Throughout the listing below, copy each line containing "porch".

··· DATA SUPPLIED

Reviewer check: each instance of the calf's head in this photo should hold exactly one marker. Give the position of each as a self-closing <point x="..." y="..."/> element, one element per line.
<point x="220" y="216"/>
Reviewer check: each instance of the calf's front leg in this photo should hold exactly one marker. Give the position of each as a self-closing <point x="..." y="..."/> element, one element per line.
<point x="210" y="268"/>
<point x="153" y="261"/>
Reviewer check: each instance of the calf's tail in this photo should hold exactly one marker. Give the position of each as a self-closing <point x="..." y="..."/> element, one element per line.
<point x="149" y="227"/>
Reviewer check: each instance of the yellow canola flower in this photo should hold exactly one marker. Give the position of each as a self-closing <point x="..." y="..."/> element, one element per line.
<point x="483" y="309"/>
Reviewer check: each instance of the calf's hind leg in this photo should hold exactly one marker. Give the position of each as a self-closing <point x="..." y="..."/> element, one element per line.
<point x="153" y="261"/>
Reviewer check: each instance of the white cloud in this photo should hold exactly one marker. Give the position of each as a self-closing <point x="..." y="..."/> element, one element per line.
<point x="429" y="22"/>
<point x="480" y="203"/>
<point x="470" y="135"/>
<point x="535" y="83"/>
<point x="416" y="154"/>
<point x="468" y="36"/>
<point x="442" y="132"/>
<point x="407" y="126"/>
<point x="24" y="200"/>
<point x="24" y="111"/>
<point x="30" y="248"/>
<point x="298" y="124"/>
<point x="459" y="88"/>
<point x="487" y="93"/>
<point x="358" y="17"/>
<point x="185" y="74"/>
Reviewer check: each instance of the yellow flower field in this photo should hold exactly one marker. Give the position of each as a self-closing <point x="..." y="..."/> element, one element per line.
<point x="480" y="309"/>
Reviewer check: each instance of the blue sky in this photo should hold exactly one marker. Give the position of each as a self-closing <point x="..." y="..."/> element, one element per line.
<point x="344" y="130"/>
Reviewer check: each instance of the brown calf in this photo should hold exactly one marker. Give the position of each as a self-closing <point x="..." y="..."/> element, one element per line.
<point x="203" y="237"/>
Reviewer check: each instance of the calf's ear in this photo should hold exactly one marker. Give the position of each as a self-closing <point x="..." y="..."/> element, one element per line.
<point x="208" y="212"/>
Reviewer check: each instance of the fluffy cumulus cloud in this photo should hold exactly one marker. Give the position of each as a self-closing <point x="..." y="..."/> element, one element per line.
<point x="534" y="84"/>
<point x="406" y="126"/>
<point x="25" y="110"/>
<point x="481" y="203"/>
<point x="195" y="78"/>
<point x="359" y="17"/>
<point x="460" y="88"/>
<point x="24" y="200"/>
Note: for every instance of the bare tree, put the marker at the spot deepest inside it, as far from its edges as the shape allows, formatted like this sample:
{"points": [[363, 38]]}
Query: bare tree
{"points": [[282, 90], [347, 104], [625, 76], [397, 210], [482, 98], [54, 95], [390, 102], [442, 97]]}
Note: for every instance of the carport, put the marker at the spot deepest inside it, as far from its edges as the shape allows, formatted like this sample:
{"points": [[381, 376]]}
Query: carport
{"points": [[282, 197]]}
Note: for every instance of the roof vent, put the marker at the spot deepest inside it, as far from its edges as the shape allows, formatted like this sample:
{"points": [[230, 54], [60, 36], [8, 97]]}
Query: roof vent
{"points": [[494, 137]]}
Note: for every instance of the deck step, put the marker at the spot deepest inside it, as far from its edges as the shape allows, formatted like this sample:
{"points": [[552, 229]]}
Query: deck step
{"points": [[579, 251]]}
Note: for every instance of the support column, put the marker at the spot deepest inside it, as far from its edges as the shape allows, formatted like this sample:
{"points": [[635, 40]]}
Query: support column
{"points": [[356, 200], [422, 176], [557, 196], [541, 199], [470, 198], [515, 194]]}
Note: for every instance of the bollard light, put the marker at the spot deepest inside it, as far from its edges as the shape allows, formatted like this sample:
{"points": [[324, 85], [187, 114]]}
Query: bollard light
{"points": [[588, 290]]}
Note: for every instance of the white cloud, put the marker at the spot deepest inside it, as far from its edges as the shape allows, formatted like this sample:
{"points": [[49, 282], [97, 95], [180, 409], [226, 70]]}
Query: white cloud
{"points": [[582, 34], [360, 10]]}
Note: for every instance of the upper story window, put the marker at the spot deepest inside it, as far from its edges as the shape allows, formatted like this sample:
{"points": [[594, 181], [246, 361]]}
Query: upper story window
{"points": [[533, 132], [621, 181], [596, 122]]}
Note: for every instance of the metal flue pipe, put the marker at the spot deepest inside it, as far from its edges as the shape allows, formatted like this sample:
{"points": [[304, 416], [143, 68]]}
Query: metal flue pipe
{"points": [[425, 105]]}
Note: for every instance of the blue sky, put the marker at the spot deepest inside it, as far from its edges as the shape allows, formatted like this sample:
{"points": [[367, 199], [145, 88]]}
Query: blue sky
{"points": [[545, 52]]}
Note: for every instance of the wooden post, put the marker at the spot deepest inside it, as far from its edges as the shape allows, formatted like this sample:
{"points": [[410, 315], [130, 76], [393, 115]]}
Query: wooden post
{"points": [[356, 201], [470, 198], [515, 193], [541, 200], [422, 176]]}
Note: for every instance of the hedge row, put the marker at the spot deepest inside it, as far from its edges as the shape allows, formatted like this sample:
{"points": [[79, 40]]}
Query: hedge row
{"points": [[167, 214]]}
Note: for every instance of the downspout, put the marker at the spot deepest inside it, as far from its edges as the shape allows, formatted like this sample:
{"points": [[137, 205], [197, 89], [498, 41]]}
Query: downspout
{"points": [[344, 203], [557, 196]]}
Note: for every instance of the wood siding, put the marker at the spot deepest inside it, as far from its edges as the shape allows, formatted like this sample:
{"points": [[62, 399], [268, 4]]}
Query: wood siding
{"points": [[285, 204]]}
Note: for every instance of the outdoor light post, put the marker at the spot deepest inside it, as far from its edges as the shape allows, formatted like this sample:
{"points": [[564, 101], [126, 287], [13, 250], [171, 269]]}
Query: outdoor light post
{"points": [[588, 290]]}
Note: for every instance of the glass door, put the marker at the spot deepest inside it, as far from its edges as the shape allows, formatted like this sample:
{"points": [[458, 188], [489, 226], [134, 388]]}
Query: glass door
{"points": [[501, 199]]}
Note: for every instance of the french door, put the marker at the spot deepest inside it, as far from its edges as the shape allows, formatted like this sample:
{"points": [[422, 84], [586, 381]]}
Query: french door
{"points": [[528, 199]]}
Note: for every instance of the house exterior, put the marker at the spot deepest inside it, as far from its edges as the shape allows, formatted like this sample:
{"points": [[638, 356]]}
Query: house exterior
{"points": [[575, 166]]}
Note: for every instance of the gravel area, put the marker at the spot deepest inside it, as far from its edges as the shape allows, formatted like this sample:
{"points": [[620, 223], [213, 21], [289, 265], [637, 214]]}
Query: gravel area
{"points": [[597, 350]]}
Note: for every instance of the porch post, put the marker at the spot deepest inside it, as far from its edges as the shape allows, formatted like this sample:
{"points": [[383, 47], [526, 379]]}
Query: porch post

······

RESPONSE TO THE TASK
Note: for every instance of the porch post, put the marker at the spot deepest inside it, as far from its edges as the shape allows, formatted like this sample:
Query: porch post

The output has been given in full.